> REQUEST
Return the data lines exactly as they appear, from the line with "outline: **laptop keyboard**" up to and including the line with "[[[192,144],[176,128],[166,136],[166,138],[173,144]]]".

-- PROVIDED MATERIAL start --

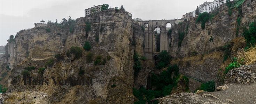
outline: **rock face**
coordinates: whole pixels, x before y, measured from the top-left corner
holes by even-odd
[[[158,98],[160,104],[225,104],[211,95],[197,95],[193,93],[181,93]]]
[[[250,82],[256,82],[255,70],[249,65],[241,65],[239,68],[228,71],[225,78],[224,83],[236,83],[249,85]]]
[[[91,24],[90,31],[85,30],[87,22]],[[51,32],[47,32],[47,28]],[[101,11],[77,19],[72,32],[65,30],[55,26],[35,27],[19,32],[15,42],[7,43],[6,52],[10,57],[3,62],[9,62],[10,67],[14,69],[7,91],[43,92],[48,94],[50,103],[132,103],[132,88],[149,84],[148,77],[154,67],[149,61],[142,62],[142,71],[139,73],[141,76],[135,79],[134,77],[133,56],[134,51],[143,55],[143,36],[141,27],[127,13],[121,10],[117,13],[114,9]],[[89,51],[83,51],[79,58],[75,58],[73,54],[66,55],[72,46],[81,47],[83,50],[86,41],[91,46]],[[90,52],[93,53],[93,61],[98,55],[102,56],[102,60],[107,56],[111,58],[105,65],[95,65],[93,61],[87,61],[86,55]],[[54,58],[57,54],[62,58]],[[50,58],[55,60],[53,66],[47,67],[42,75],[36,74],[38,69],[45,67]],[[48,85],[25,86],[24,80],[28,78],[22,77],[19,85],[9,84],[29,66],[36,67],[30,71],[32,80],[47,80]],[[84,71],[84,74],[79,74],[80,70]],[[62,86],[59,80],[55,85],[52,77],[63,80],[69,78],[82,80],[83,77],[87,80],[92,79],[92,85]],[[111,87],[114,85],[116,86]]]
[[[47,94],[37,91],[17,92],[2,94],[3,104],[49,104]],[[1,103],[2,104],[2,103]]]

-- PROVIDED MATERIAL end --
-- PROVIDED MATERIAL start --

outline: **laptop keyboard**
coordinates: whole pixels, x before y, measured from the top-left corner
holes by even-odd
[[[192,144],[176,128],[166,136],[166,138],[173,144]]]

-- PROVIDED MATERIAL end --

> CORRECT RESPONSE
outline: **laptop keyboard**
coordinates: whole pixels, x before y, measured from the top-left corner
holes by even-odd
[[[192,144],[176,128],[166,136],[166,138],[173,144]]]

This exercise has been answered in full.